위치 라벨링 데이터 발췌:
++++++++++

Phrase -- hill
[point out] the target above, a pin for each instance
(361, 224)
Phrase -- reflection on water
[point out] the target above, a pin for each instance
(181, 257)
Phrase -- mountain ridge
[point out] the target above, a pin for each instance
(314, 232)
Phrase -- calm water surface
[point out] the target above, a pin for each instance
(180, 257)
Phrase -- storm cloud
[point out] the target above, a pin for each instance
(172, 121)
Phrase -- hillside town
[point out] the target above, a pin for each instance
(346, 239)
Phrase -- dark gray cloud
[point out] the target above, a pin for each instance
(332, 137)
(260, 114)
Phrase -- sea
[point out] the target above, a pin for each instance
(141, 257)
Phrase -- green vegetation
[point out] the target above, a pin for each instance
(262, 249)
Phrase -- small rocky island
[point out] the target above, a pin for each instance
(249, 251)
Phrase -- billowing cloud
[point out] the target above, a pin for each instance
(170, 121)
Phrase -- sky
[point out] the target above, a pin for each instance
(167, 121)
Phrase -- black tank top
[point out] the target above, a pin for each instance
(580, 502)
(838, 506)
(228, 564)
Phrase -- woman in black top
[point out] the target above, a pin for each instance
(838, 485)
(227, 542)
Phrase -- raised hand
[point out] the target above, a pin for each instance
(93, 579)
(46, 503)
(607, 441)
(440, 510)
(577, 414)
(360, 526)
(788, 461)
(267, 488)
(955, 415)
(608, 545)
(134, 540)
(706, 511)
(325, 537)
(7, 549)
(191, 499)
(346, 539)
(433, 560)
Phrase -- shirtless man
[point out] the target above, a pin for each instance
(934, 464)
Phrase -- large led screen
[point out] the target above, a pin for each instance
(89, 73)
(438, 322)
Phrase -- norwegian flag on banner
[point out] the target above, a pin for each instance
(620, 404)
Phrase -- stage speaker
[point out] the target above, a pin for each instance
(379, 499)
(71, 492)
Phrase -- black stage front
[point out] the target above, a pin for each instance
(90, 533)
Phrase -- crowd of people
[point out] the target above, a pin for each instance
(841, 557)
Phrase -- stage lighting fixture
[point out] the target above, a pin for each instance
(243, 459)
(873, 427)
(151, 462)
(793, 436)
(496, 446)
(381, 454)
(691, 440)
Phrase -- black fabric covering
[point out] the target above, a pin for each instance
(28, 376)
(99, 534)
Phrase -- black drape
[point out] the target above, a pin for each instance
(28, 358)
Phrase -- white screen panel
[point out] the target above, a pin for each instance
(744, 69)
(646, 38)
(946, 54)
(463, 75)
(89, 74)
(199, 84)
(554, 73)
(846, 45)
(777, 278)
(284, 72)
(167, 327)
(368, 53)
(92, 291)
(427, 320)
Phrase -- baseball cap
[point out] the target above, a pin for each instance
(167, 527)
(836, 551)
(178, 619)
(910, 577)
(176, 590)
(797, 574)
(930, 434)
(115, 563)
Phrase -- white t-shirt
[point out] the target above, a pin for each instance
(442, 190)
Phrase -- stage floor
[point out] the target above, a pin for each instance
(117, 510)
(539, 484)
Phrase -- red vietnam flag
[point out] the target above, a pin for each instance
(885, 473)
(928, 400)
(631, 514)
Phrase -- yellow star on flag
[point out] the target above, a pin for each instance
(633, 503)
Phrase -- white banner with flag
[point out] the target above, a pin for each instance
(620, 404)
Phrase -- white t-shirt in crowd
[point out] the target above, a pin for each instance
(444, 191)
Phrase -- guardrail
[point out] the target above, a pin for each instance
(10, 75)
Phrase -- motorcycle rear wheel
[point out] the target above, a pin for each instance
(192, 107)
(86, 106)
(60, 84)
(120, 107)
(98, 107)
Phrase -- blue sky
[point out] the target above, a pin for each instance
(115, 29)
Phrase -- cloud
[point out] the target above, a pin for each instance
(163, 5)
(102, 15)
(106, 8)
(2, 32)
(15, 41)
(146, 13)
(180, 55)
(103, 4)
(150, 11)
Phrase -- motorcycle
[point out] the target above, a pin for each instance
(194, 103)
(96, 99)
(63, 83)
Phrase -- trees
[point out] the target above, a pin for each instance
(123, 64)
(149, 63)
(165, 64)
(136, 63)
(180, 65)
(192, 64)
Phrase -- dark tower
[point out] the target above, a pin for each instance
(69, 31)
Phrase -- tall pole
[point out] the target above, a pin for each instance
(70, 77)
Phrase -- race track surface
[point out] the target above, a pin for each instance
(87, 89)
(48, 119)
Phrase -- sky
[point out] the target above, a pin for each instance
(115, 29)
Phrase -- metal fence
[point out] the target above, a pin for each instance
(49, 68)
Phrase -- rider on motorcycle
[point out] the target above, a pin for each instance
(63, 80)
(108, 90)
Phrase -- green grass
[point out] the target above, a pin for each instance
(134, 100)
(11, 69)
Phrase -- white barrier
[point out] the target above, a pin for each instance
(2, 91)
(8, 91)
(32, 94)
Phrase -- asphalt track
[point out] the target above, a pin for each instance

++++++++++

• _과제 안내_
위의 항목을 하나도 빠짐없이 글자 하나 바꾸지 말고 그대로 베껴 쓰세요.

• _과제 풀이_
Phrase -- hill
[point out] the target above, a pin for each instance
(361, 224)
Phrase -- reflection on water
[point out] the target above, a pin for each instance
(181, 257)
Phrase -- mountain ridge
[point out] the target above, a pin for each instance
(314, 232)
Phrase -- calm water surface
[point out] the target above, a pin for each instance
(180, 257)
Phrase -- storm cloud
[point out] the target above, a pin for each instance
(172, 121)
Phrase -- hillside town
[point out] the target above, a pin for each instance
(346, 239)
Phrase -- dark gray cloud
[point out] the target above, a pin for each instance
(332, 137)
(260, 114)
Phrase -- sea
[point out] the target above, a pin for each instance
(141, 257)
Phrase -- green vegetation
[point out] the target above, a pin for each instance
(262, 249)
Phrase -- small rocky island
[point out] the target above, a pin for each instance
(249, 251)
Phrase -- billowing cloud
[point out] the target above, a pin for each instance
(170, 121)
Phrase -- sky
[point out] the target above, a pin for each instance
(167, 121)
Phrase -- black tank top
[point out] the target above, a pin for each instance
(580, 502)
(838, 506)
(228, 564)
Phrase -- woman in black top
[point out] the target above, a pin for each instance
(838, 485)
(227, 542)
Phrase -- raised hand
[point out] the target above, a pin for each instance
(93, 579)
(46, 503)
(607, 441)
(440, 510)
(577, 414)
(360, 526)
(788, 461)
(267, 488)
(955, 415)
(608, 545)
(134, 540)
(706, 511)
(325, 537)
(7, 549)
(191, 499)
(346, 539)
(433, 560)
Phrase -- shirtless man
[point out] the target above, a pin for each instance
(934, 464)
Phrase -- large led screen
[point out] the target above, a pin for each instance
(89, 73)
(438, 322)
Phrase -- norwegian flag on banner
[point out] the target above, a pin for each instance
(620, 404)
Phrase -- stage speaker
[point out] the target above, a pin for each instance
(379, 499)
(71, 492)
Phrase -- black stage front
[point out] the target above, a pin for each instance
(90, 533)
Phrase -- crowd of people
[point out] the target above, a pin for each instance
(841, 557)
Phrase -- stage lighting fixture
[point out] the target above, a pin for each instance
(243, 459)
(873, 427)
(151, 462)
(793, 436)
(496, 446)
(381, 454)
(691, 440)
Phrase -- black fabric covering
[point out] the target above, a pin for each instance
(28, 376)
(99, 534)
Phrase -- black drape
[point out] the target above, a pin for each instance
(28, 358)
Phrase -- white screen panel
[point out] the target above, a pin for each instance
(744, 69)
(646, 38)
(946, 54)
(463, 75)
(89, 74)
(199, 84)
(554, 73)
(846, 45)
(777, 278)
(284, 72)
(167, 327)
(368, 53)
(92, 291)
(427, 320)
Phrase -- baseball cap
[point out] the target above, a pin for each instance
(167, 527)
(836, 551)
(178, 619)
(910, 577)
(176, 590)
(797, 574)
(930, 434)
(115, 563)
Phrase -- white t-shirt
[point out] the target above, a pin for each instance
(442, 190)
Phrase -- stage floor
[point out] the target above, a pin for each instance
(117, 510)
(539, 484)
Phrase -- red vietnam flag
[point out] the target above, a pin for each instance
(885, 473)
(928, 400)
(631, 514)
Phrase -- yellow star on flag
[point out] the target above, a pin for each instance
(633, 503)
Phrase -- white banner with flag
[point out] the target above, a pin for each instance
(620, 404)
Phrase -- white t-shirt in crowd
[point out] the target above, a pin for each instance
(444, 191)
Phrase -- guardrail
[point out] the target above, a pin for each instance
(10, 75)
Phrase -- motorcycle rear wheel
[point out] the target above, a pin for each instance
(192, 107)
(86, 106)
(60, 84)
(120, 107)
(98, 107)
Phrase -- blue sky
[point out] the target above, a pin for each instance
(115, 29)
Phrase -- cloud
[point out] the target above, a pin for each instance
(163, 5)
(102, 15)
(106, 8)
(2, 32)
(15, 41)
(146, 13)
(180, 55)
(103, 4)
(150, 11)
Phrase -- motorcycle
[point out] the target above, a pin for each instance
(194, 103)
(96, 99)
(63, 83)
Phrase -- trees
[point out] the target above, a pin for each instance
(123, 64)
(149, 63)
(165, 64)
(136, 63)
(180, 65)
(192, 64)
Phrase -- dark tower
[point out] the target above, a pin for each instance
(69, 31)
Phrase -- tall pole
[point out] the target above, a pin for each instance
(70, 77)
Phrase -- race track surface
[point out] the target above, a pin for each instance
(87, 89)
(48, 119)
Phrase -- sky
[point out] the target above, a pin for each instance
(115, 29)
Phrase -- metal fence
[point out] the target above, a pin for each instance
(49, 68)
Phrase -- rider on motorcycle
[point out] the target above, a pin for each instance
(63, 80)
(108, 90)
Phrase -- green grass
[point out] the target above, a pin for each instance
(134, 100)
(11, 69)
Phrase -- white barrier
[point out] the target above, a pin for each instance
(2, 91)
(8, 91)
(32, 94)
Phrase -- asphalt track
[point out] the target above, a pin for each instance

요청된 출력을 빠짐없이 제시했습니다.